- [DOCUMENT EXTRACT]
⁂

Oh my God, we're having a fire sale.
Oh my God.
When you're really not.
And that pause, that signal interruption
caused by the scorpion venom allows the scorpion
a moment to escape from the prey
while the predator's reacting to this signal
that it's forcing its body to send to itself.
What types of scorpions have venom
that is powerful enough to say incapacitate like a dog
or a human?
How much do they get a bad rep?
Yeah.
Well, they get a pretty bad rep.
I would say overall, there's like so far,
we've discovered about 2,500 species of scorpions
give or take.
And about 25 of those are something
that are a concern for a healthy human.
And there's maybe a dozen or two more that are a concern for people that have a compromised immune system
or are elderly or very young.
So the majority of scorpions, that means like less than 10% of all scorpions are something that are really dangerous that we need to be worried about.
But that being said, all scorpions do have a stinger and they can jab it into your body
and they can inject things that are in their venom, but oftentimes those things are more mild than
a bee sting or a wasp sting. Oh, okay. Let me step back and say there's two major groups of scorpions.
There's a group called the boothage scorpions. It's one of the oldest lineages of scorpions,
and it's also has the greatest number of species compared to all the other lineages.
And those ones all make neurotoxins that affect mammals.
So they make neurotoxins that can interact with our nervous system.
Again, these are the boothids, and I looked everywhere to find out where the name boothid comes from.
And I think it's from the Greek for ox or cow, because their stings were thought to be real cow killers.
Again, boothids.
And then all the other scorpions are non-boothids.
All the other groups of scorpions, and all those guys typically don't make neurotoxins that
affect mammal nervous systems.
But considering the reputation of scorpions, they do carry some dramatic names, like the
black-spitting, thick-tailed scorpion, or the man killer, or
death stalker. These kind of sound like 1970s carnival rides.

⁂

- [DIRECTIONS]
1. According to the scorpion transcript, about how many scorpion species are a concern for a healthy human?
2. Return the passage of the scorpion transcript from "When you're really" to "or a human?", word for word.
3. List the dramatic scorpion names given in the scorpion transcript.

- [Saved data entries]
⁂

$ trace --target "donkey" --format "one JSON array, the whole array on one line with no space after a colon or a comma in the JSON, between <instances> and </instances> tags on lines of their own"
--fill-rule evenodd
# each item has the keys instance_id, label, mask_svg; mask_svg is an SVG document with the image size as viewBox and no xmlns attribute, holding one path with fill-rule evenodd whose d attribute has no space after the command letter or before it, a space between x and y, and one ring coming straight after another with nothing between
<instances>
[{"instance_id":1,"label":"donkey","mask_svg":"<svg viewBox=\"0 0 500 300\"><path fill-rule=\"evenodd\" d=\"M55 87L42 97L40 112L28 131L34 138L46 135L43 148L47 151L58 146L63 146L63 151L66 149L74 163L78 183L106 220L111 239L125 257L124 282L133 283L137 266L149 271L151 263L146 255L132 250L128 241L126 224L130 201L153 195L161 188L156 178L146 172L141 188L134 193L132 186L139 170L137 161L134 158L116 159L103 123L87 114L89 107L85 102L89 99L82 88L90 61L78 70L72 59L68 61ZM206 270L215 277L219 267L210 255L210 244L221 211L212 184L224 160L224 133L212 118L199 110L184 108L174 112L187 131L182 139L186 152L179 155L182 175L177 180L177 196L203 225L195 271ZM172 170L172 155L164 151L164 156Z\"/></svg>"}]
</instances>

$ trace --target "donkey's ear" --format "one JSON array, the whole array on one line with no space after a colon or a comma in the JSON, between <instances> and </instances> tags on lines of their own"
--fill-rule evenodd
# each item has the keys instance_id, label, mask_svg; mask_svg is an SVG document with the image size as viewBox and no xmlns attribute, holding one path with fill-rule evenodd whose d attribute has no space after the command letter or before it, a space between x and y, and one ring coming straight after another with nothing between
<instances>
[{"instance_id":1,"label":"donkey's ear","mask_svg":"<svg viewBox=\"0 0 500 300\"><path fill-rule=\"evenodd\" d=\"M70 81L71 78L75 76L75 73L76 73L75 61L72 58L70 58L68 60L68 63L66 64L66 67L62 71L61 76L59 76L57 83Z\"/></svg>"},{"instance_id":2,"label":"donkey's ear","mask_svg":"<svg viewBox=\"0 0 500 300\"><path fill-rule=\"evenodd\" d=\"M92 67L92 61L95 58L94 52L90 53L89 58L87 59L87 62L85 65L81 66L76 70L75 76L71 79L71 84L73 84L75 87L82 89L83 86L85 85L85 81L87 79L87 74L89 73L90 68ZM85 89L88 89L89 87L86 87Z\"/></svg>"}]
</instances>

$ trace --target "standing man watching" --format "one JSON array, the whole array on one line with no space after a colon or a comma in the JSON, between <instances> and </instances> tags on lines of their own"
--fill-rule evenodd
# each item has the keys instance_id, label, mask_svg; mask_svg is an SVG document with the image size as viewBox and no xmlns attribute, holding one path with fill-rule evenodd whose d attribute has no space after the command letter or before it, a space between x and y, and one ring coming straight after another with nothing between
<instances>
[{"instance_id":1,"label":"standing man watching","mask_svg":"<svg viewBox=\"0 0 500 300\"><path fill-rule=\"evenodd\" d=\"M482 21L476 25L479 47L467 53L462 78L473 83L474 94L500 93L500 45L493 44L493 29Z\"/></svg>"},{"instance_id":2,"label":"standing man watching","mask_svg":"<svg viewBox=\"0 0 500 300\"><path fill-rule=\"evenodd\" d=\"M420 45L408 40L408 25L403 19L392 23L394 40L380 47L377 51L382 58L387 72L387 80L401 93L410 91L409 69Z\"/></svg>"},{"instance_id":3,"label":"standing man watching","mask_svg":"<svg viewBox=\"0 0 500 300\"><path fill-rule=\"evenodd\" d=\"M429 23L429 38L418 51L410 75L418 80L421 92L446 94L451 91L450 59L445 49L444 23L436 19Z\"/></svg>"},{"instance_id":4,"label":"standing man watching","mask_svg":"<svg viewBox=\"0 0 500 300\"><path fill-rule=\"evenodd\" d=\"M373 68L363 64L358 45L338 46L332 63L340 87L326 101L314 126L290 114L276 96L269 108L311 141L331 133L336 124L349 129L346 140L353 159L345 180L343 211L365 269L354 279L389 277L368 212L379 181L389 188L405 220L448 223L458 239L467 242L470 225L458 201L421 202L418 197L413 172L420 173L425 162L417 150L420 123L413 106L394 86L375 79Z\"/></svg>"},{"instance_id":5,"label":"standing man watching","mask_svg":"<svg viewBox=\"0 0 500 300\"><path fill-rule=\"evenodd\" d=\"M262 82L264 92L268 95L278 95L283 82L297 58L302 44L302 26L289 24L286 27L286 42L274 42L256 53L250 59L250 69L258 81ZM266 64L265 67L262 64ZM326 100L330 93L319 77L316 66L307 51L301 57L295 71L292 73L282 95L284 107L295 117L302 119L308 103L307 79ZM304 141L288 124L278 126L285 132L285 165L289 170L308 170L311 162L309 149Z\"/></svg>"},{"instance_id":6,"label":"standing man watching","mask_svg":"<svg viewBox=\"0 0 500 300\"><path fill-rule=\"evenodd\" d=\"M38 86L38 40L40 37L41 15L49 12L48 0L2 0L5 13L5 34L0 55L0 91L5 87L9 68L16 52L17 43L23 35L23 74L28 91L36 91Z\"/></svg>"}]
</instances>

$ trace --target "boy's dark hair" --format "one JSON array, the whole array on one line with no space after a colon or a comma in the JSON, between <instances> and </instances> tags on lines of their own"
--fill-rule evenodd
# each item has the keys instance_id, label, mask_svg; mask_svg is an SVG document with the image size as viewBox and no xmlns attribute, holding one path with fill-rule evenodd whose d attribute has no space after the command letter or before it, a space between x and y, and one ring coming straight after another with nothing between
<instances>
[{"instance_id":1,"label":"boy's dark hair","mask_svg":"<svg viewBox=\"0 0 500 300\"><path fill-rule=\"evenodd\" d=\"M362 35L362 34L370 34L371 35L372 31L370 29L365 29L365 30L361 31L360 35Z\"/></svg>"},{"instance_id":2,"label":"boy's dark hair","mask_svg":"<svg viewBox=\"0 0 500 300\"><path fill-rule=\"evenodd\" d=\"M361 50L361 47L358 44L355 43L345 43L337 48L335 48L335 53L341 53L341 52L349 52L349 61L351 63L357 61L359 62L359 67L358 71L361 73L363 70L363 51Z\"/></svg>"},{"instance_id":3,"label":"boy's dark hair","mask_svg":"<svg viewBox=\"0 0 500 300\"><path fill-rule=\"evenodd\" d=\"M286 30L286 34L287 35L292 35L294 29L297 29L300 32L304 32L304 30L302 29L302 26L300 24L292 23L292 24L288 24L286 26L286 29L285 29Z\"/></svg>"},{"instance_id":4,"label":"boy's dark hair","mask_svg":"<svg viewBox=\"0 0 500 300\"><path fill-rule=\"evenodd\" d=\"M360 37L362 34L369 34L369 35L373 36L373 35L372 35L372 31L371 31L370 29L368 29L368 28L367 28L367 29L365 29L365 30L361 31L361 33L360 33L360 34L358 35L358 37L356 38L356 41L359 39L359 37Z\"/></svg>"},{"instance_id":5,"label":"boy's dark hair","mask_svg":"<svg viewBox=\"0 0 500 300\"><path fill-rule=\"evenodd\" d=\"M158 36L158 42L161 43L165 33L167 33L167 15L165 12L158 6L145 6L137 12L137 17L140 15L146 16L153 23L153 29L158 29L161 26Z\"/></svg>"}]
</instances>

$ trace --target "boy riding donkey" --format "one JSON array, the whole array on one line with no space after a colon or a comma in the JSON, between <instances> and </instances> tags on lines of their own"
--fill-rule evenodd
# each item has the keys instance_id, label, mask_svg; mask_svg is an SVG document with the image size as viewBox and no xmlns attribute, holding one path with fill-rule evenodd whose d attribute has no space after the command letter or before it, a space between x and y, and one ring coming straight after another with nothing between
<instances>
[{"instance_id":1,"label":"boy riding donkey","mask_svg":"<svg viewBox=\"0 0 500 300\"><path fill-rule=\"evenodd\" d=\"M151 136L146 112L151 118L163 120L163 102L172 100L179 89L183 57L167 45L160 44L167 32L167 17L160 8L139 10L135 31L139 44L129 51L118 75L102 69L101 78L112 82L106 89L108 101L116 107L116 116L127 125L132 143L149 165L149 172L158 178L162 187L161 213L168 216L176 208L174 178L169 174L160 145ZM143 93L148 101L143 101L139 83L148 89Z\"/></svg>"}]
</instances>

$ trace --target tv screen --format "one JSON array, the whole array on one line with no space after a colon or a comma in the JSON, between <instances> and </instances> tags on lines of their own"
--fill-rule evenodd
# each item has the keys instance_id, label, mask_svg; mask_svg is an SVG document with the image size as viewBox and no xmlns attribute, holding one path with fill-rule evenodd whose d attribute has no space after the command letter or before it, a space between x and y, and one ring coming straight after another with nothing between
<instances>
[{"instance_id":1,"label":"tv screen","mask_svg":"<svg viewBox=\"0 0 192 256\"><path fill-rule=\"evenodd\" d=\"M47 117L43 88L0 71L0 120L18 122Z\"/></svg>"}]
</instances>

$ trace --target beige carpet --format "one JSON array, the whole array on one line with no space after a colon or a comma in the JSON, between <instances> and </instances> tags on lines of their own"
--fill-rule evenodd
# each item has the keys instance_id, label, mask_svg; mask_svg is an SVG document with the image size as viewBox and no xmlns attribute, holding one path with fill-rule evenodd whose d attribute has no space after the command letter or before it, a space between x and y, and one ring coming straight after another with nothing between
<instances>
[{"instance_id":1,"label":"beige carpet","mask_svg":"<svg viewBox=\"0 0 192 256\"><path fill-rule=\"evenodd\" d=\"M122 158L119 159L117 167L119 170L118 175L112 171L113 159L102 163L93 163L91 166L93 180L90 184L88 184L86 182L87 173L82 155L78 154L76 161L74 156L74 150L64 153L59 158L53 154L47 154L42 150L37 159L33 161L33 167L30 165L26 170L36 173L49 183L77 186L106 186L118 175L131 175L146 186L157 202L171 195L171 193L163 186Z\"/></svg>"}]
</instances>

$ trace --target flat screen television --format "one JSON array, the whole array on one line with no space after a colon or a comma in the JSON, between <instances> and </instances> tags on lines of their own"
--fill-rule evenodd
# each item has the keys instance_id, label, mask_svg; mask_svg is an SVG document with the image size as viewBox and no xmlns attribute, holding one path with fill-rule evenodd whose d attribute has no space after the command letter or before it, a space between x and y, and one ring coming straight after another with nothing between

⁂

- [ANSWER SECTION]
1. About 25

2.
When you're really not.
And that pause, that signal interruption
caused by the scorpion venom allows the scorpion
a moment to escape from the prey
while the predator's reacting to this signal
that it's forcing its body to send to itself.
What types of scorpions have venom
that is powerful enough to say incapacitate like a dog
or a human?

3. black-spitting, thick-tailed scorpion; man killer; death stalker